====== 分析用文章 ======

決して大きな幸福を得ているとは思えない人々に、同じく決して幸福ではないはずの兄はやさしく繊細に接する。それは弟に対する態度も同じ。
夫婦で麻薬中毒だった弟とその子どもを気遣い、公衆電話から電話をするものの、「こんな自分になにができる?何が言える?」と感じたのか、結局何も言えずに電話を切る。
そこから抜け出すすべを知らずに大人になった弟を、兄は決して責めない。仕方がない人生なのだと同じ境遇で育った兄には分かる。何を他人が偉そうに手を差し伸べることなどできるだろう、代わってやれる支援などないのだ。
苦しいだろうけど、がんばって抜け出せと、言ったところでできないことは承知だ。
「子どものために立ち直れ、できないなら子どもと引き離す」というセリフが行政の支援係の口から何度弟に発せられたとしても、そんな支援という名の説教では何も変えることはできないことを知っているからこそ、何もいえない。
亡くした自分たちのかわいい弟と同じ名前をつけた弟の子どものことを心配でたまらないのに・・・。
自分自身のどうしようもなさに腹をたてて電話機を殴りつけ、手に大きな傷を負いながら、それでも「その手を治療もせずそのままにしておく彼の姿は、まるで「死を待ち望む」心情の表れのようにも思えた。
ある事件に巻き込まれ再び刑務所に収監された兄は偶然に麻薬売買で捕まった弟とそこで再会を果たす。格子越しに言葉を掛け合う二人。弟の「もう俺はだめだ」という最期のメッセージが兄には聞こえたのか聞こえなかったのか。
弟が刑務所で死亡したことを知ったのは、兄が「死を待ち望んで」治療を放置していた壊死した右手の切断手術から意識を取り戻した後のことだった。
弟の葬儀で兄は弟の子どもと再会する。葬儀が行われる教会で、弟の子どもは叔父さん(兄のこと)から離れようとしない。その場にこれまで面倒をみてきたであろう、ケースワーカーらしき人たちがいるにもかかわらず・・・。

======

課題: 兄と弟を描いた文章の続きを、最後の文の後から書いてください。 資料を参照する必要はありません。

====== 資料抜粋 ======

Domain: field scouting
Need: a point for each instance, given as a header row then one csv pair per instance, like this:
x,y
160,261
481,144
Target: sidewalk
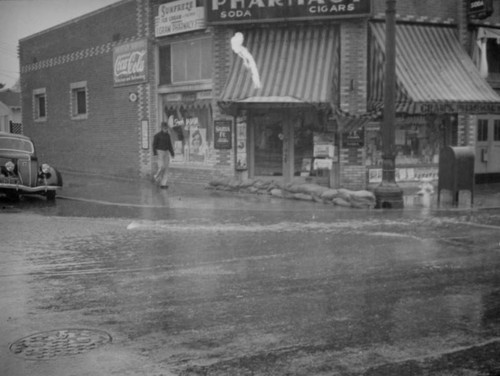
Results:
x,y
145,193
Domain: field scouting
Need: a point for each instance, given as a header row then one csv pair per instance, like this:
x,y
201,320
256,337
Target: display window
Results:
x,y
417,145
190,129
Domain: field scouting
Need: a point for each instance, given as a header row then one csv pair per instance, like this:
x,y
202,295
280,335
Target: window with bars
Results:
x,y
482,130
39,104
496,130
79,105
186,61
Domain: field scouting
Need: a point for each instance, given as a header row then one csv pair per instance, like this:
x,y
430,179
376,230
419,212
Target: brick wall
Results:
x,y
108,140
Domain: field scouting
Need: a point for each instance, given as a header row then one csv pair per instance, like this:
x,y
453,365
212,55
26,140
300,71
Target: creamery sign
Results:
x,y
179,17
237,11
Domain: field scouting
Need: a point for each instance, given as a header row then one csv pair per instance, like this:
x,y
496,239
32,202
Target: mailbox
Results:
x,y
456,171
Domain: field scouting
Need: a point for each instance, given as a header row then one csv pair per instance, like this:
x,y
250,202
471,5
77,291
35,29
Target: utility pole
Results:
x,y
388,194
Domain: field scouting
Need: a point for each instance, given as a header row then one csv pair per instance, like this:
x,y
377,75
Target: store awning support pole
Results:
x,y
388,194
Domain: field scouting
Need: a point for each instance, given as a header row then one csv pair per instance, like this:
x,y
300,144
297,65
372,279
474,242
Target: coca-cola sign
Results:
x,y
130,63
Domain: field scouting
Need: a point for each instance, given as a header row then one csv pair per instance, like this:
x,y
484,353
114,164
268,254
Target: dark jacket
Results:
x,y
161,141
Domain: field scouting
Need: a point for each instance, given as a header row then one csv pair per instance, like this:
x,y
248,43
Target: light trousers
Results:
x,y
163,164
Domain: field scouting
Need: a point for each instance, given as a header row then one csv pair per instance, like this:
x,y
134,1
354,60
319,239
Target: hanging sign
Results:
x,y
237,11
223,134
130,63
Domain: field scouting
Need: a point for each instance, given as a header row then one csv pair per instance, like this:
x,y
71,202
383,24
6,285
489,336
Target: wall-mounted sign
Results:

======

解答欄:
今も忘れられない話がある。
20年以上前、教員をしていた人から聞いた話だが、服役後、出所してきた父親がそれまで児童養護施設から通学していた児童を引き取りたいと申し出た後、登校しなくなったのを心配して教員らと自宅を訪問した。
何度ベルを鳴らしても出てこず、やっとわずかにドアが開いた瞬間に男性教員が部屋に飛び込むと、その児童は風呂場で犬の首輪をはめられ、餌同然の食事を与えられていた。児童をあわてて保護したが、その際、子どもは「お父さんと離れたくない、これは僕のお父さんだ」と泣いて抵抗したのだという。
その父親は子ども愛しさに同居を申し出たのではなく、何かに利用するためだったのだろう、決してまともな養育はしていなかった。しかし、自分に犬の首輪をはめるような父親ですら子どもは「大切な存在」だと泣いたのだ。
それに似た話は児童虐待やネグレクトの裁判でも切ない子どもの証言が数々聞かれる。
子どもにとって、どんなにひどい親であっても「親と呼べる存在のかけがえのなさ」は大人の頭で考えても理解しきれない。
どんなにやさしい先生がいても、親がほしい。どんなに親切な行政のケースワーカーや支援者がいても、その人たちは決して親ではないし、親と呼ばせてはくれないという切ない想い。
映画の中の兄弟が幼い頃に母親に対して想ったにちがいない「アル中のお母さんだけど愛されたい(愛されたかった)」という想いも、「これは僕のお父さんだ」と叫んだ子どものそれと大きくかけ離れてはいないだろう。
そして、映画のラストのシーンで、「父親の兄である叔父さん」の手を握り締めた子どもの気持ちとも・・・。
わたしたちの周りには様々な困難な状況のなか、必死に子育てをする親がいる。そんな親の苦しみが子どもにしわ寄せとなって押し寄せても、それでも親を信じたいと願い、生きる子どもたちがいる。
映画の中で、兄が手に大きな傷を負いながらも、その手を治療もせず、死を待ち望むかのような生活を送っていたのと同様に、生きる喜びや希望を見失った「自殺未満」の危険な状態にある子どもたちがいないという保証はない。
けれど、映画でもそうであったように、親を責めても、説教しても何も変わらない。
翻って日本の現状を考えるとき、ネグレクト同然の危険極まりない状態にある親子に、わたしたちが、かすかな光をかざすことはできるのだろうか?
多くの学者が考え、様々なNPOの人たちの努力をもってしても、すべての辛い状況にある人を「助け出せる」魔法は見つかっていないのだから、簡単な解決など望むべくもないだろう。
しかし、ひとつ可能性があるとすれば、親と子を唯一無二の切り離すことのできない閉じられた関係から、状況に応じて集合(同居)も解散(別居)もありえるのだと思えるような関係に社会が変えていくことの意義は考えられてもよいのではないかと思う。それは、家庭という密室状態を作り出さないことにもつながる。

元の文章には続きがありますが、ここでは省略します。